Records from a collection:
+ + +

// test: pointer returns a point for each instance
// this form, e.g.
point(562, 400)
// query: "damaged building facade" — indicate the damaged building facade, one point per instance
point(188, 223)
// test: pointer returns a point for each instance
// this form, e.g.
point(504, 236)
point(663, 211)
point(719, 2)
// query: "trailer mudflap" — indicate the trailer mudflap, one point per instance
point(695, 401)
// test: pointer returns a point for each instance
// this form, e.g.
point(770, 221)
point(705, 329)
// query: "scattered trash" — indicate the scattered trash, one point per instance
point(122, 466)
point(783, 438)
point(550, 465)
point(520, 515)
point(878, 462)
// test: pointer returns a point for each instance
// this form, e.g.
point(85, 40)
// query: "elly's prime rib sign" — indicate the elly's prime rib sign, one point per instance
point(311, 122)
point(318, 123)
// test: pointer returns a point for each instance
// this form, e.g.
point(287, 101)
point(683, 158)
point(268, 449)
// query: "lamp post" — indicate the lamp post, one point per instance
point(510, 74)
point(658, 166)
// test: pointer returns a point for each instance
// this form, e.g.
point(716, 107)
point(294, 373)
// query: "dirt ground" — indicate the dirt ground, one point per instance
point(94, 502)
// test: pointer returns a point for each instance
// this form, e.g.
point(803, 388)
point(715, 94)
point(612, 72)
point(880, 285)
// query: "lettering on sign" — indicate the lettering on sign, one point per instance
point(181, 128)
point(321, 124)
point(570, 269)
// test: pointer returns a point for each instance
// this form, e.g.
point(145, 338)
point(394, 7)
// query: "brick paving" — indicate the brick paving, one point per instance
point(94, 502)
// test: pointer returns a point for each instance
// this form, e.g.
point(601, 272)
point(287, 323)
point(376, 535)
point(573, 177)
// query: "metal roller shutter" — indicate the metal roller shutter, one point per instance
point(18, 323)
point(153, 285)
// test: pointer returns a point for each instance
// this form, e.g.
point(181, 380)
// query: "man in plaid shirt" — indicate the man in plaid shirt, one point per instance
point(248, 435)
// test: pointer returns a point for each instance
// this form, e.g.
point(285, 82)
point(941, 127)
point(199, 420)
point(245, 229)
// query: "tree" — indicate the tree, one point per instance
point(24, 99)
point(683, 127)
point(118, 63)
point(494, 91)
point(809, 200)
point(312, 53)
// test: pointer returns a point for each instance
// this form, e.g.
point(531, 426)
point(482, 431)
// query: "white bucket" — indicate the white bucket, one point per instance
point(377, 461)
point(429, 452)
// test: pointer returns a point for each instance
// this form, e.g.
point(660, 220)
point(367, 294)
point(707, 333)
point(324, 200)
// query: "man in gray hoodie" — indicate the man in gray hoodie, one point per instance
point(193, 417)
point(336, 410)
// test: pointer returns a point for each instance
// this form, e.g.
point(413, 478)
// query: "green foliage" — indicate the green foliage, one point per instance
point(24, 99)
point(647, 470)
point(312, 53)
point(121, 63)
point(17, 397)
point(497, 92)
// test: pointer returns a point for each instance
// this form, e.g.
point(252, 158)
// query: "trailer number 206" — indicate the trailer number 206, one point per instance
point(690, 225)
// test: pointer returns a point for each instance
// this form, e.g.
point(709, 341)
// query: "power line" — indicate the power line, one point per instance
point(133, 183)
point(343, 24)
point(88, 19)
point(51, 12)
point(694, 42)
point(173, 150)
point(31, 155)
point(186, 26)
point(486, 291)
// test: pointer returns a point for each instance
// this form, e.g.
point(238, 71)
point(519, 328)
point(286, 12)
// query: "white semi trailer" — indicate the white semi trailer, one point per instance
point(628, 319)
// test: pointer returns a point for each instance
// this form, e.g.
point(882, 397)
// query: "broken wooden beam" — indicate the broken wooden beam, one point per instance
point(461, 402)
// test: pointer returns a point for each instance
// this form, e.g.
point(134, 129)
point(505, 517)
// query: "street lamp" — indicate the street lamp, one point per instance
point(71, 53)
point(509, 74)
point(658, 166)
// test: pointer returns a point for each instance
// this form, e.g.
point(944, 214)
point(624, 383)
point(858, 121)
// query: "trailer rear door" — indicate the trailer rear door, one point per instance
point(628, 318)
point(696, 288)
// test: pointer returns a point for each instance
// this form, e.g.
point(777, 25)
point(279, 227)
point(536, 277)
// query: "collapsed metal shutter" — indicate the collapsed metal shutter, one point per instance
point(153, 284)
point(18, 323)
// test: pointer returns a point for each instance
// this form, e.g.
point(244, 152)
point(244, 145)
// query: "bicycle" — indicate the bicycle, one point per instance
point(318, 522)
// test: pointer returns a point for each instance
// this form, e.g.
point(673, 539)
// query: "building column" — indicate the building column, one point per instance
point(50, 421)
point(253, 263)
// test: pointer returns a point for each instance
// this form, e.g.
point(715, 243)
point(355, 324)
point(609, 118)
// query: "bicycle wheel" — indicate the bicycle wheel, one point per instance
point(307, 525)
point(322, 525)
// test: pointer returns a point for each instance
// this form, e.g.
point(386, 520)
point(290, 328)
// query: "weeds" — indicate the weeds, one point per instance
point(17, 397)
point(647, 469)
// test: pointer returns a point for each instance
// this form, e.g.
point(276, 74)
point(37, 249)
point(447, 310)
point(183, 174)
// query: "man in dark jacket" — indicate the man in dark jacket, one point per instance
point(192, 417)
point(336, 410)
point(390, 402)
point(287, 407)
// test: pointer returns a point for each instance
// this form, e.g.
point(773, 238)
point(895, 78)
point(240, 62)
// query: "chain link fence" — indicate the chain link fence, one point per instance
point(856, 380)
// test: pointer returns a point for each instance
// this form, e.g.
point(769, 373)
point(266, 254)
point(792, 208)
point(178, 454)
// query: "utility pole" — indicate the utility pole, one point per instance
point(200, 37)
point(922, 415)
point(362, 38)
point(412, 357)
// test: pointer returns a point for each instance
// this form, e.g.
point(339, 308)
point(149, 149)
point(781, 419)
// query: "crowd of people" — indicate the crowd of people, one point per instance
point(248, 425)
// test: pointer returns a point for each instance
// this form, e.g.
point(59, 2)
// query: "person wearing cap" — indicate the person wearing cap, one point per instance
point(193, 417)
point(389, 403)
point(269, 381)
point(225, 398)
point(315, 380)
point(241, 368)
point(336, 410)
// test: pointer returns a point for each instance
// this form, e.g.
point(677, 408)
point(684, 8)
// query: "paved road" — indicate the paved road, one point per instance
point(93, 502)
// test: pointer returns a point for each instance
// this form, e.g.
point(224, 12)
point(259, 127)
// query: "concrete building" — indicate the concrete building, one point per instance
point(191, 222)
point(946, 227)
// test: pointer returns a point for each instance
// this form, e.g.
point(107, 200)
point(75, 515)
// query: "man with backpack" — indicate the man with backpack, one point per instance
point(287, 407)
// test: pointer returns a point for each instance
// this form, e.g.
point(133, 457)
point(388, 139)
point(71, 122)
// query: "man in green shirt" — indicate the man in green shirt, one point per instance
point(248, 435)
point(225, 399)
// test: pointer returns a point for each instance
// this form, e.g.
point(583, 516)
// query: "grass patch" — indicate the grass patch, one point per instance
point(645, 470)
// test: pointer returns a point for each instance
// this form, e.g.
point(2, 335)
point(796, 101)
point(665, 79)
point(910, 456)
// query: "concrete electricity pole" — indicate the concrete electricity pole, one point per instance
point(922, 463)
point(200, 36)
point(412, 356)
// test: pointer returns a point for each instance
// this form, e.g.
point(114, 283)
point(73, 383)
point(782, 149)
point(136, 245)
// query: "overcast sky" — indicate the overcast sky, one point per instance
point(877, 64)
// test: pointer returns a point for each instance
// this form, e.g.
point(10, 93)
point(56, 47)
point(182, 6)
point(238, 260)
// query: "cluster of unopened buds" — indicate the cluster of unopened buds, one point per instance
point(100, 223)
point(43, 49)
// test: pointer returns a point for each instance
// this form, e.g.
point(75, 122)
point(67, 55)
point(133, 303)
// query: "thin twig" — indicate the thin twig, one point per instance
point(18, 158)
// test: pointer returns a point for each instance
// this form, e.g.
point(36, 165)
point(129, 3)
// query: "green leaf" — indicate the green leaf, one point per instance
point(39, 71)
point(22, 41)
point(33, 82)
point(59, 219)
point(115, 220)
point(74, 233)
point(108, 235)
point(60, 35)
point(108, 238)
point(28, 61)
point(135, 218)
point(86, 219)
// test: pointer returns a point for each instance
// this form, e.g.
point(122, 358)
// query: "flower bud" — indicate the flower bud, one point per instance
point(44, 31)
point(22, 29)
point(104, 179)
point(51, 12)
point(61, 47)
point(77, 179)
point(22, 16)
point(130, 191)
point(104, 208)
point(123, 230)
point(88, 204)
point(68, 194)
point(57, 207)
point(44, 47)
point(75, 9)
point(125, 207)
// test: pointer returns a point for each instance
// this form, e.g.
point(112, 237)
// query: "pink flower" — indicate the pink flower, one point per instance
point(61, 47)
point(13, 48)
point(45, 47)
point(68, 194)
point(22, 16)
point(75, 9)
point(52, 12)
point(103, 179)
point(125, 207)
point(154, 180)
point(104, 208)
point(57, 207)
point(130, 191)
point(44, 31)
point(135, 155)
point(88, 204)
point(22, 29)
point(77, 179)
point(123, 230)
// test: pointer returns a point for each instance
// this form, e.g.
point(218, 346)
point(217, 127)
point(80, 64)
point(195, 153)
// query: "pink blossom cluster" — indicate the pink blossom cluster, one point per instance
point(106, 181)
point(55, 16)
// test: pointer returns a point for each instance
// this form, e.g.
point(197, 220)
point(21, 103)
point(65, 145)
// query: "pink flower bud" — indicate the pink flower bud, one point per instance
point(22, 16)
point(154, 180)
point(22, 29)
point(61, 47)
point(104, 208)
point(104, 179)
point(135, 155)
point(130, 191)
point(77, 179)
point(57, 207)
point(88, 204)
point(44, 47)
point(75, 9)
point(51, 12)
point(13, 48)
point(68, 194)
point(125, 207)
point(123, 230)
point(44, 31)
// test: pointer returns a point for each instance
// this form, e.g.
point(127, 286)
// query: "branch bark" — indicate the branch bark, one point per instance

+ + +

→ **Instructions for the task**
Using the records above, copy word for word the line with "weeds, one point per instance", the line with "point(684, 8)", and every line between them.

→ **Answer section**
// query: "weeds" — indicate the weeds, one point per instance
point(17, 397)
point(647, 469)
// test: pointer returns a point for each instance
// this form, e.g.
point(276, 74)
point(37, 249)
point(447, 310)
point(183, 174)
// query: "man in dark jacket" — indicate the man in dark jacket, one point per instance
point(192, 417)
point(336, 410)
point(390, 402)
point(287, 407)
// test: pointer returns a point for each instance
// this form, e.g.
point(773, 238)
point(895, 78)
point(240, 62)
// query: "chain link fence" — indicate the chain link fence, one point per instance
point(856, 380)
// test: pointer returns a point for each instance
// this form, e.g.
point(769, 373)
point(266, 254)
point(792, 208)
point(178, 454)
// query: "utility pole" — indicate the utility pole, one point per instance
point(200, 37)
point(922, 415)
point(362, 38)
point(412, 357)
// test: pointer returns a point for each instance
// this form, e.g.
point(339, 308)
point(149, 149)
point(781, 419)
// query: "crowd of people" — indicate the crowd of people, one point per instance
point(248, 425)
// test: pointer returns a point for each instance
// this form, e.g.
point(59, 2)
// query: "person wearing cap" — indicate the person wearing cap, one point per instance
point(193, 417)
point(389, 403)
point(269, 381)
point(225, 398)
point(315, 380)
point(241, 368)
point(336, 410)
// test: pointer returns a point for each instance
// this form, e.g.
point(677, 408)
point(684, 8)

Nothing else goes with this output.